Task statement – Count the lines of the material below that contain the string "region", treating case as significant. Give only the number.

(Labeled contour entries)
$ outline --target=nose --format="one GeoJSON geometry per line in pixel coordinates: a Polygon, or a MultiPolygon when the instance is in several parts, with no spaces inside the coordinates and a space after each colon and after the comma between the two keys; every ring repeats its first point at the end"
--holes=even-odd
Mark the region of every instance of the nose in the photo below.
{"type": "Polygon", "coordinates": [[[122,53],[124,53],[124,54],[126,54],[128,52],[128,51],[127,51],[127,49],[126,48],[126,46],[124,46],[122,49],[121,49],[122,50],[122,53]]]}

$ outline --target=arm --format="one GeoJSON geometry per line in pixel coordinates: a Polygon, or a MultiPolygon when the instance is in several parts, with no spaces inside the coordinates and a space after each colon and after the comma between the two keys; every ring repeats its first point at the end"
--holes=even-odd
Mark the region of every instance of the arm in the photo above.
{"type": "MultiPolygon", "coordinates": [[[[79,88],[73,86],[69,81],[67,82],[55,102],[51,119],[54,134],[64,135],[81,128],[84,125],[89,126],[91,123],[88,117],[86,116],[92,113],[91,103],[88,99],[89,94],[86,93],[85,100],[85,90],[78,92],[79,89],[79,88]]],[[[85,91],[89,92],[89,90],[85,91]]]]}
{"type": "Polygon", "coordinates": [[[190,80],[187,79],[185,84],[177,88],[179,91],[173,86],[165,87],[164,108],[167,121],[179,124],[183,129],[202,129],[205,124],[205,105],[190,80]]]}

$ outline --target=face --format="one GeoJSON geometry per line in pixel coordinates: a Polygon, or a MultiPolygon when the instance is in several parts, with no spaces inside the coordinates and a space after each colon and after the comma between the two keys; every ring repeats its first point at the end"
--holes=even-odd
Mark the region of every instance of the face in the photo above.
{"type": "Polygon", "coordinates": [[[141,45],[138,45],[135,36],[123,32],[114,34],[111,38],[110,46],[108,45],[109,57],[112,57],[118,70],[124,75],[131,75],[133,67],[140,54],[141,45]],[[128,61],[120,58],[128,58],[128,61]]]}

Result – 3